* **The data**
________________________________________
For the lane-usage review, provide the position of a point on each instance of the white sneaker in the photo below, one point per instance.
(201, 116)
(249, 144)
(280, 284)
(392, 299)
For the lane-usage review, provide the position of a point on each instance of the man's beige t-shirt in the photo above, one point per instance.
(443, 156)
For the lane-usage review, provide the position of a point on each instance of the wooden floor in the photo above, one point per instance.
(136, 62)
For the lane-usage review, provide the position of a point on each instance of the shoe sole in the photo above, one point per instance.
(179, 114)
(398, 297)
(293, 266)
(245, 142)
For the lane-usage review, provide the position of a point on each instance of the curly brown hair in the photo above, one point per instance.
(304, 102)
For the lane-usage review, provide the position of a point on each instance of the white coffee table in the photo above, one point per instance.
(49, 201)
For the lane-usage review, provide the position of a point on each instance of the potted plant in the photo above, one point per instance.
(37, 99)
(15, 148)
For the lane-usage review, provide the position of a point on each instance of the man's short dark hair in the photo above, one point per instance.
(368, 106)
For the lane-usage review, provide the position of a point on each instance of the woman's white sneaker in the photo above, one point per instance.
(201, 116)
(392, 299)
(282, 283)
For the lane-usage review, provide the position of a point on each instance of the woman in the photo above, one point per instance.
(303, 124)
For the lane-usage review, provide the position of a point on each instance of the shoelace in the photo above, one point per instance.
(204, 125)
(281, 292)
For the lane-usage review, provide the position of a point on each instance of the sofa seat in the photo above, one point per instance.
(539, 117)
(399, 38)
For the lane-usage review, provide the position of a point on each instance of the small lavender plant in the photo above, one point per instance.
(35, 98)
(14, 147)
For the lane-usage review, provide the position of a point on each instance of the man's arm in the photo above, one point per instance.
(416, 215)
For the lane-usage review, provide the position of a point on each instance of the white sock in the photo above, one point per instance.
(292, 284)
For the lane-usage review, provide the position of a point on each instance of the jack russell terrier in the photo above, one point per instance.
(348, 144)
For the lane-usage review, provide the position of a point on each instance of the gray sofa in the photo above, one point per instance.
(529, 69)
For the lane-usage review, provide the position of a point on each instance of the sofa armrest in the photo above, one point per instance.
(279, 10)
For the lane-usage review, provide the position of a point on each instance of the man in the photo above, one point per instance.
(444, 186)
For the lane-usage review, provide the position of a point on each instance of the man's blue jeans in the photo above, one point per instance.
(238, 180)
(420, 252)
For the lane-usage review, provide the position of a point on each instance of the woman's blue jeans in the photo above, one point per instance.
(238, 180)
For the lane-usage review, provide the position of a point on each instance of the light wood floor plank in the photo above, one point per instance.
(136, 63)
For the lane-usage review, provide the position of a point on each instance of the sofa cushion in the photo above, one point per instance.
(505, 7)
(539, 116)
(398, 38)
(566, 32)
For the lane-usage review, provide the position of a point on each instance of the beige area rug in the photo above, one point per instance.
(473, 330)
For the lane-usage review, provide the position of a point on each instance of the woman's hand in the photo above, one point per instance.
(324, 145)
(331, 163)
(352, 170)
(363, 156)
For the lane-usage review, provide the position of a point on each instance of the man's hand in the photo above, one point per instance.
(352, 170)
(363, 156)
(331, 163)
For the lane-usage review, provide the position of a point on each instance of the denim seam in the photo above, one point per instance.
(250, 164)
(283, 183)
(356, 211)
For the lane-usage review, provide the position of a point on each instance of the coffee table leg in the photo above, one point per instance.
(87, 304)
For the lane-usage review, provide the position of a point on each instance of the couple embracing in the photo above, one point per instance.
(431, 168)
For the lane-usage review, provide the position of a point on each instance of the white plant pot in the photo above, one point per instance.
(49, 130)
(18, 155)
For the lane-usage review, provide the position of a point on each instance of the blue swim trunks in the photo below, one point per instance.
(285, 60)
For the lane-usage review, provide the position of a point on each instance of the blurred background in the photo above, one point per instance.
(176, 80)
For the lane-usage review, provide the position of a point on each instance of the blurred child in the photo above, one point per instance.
________________________________________
* **What is needed**
Please give back all of the material above exactly as it was written.

* **Written solution**
For the lane-usage review, provide the position of a point on each instance of the white sneaker in the photo below, one point per instance.
(201, 116)
(249, 144)
(280, 284)
(392, 299)
For the lane-usage review, provide the position of a point on each instance of the man's beige t-shirt in the photo above, one point per instance.
(443, 156)
For the lane-usage review, provide the position of a point on each instance of the wooden floor in the photo above, one point per instance.
(136, 62)
For the lane-usage review, provide the position of a point on each instance of the shoe sole in the photo above, one point per instance.
(179, 114)
(398, 297)
(293, 266)
(245, 142)
For the lane-usage review, provide the position of a point on each instance of the curly brown hair in the photo above, one point per instance.
(304, 102)
For the lane-usage review, provide the position of a point on each instance of the white coffee table in the photo above, one point per instance.
(49, 201)
For the lane-usage review, provide the position of a point on each instance of the potted plant in the photo above, one point per instance.
(37, 99)
(15, 148)
For the lane-usage review, provide the position of a point on each instance of the man's short dark hair in the photo above, one point per instance.
(368, 106)
For the lane-usage review, provide the position of a point on each instance of the woman's white sneaker in the photo above, one point per instance.
(201, 116)
(392, 299)
(282, 283)
For the lane-usage review, provide the position of a point on each instance of the woman in the photo above, one point per instance.
(303, 124)
For the lane-usage review, provide the position of a point on each instance of the shoelace in the photo above, one point per instance.
(204, 125)
(281, 292)
For the lane-usage review, provide the position of a point on each instance of the sofa seat in the photo above, one point per instance.
(539, 117)
(399, 38)
For the lane-usage review, provide the position of a point on each instance of the small lavender plant in the photo above, one point per instance.
(35, 98)
(14, 147)
For the lane-usage review, provide the position of a point on each instance of the man's arm in the photo above, one point per instance.
(416, 215)
For the lane-usage review, provide the position of a point on each instance of the white sock in the photo above, one point per instance.
(292, 284)
For the lane-usage review, provide the position of a point on each instance of the jack russell terrier in the photo above, one point per instance.
(348, 144)
For the lane-usage review, provide the position of a point on each instance of the gray sofa in the photo above, one point per instance.
(529, 69)
For the lane-usage review, provide the position of a point on each instance of the sofa armrest in the photo above, one point per instance.
(279, 10)
For the lane-usage review, provide the position of a point on each instance of the man in the photo above, one point per instance.
(444, 186)
For the lane-usage review, provide the position of a point on each instance of the man's blue jeans in the photo above, one point per instance.
(238, 180)
(420, 252)
For the lane-usage review, provide the position of a point on each instance of the woman's blue jeans in the photo above, one point per instance.
(238, 180)
For the lane-usage review, provide the position of a point on each instance of the light wood floor plank in the photo above, one point per instance.
(136, 63)
For the lane-usage review, provide the position of a point on each instance of the sofa cushion in the photo above, one point per instance.
(505, 7)
(539, 116)
(398, 38)
(566, 32)
For the lane-usage review, provide the position of a point on each instance of the beige area rug in the photo above, one point per instance.
(473, 330)
For the lane-usage review, provide the position of a point on each instance of the woman's hand in the photo above, one point per instance.
(324, 145)
(331, 163)
(352, 170)
(363, 156)
For the lane-usage review, provide the position of a point on each instance of the man's hand in the photo above, one point per instance.
(352, 170)
(363, 156)
(331, 163)
For the lane-usage review, provide the position of a point on each instance of the denim seam in the photo above, one point per instance.
(250, 164)
(283, 183)
(356, 211)
For the lane-usage review, provide the position of a point on each instance of the coffee table leg in the photo above, one point per instance.
(87, 304)
For the lane-usage review, provide the position of a point on each instance of the couple embracing in the photo above, one point per instance.
(431, 168)
For the lane-usage review, provide the position of a point on each instance of the white plant pot in the photo above, one point per instance.
(49, 130)
(18, 155)
For the lane-usage review, provide the position of a point on each instance of the blue swim trunks in the photo below, one point per instance.
(285, 60)
For the lane-usage review, provide the position of a point on each instance of the blurred background in the photo above, one point per instance.
(176, 80)
For the lane-usage review, provide the position of a point on each instance of the blurred child in the photo above, one point per instance.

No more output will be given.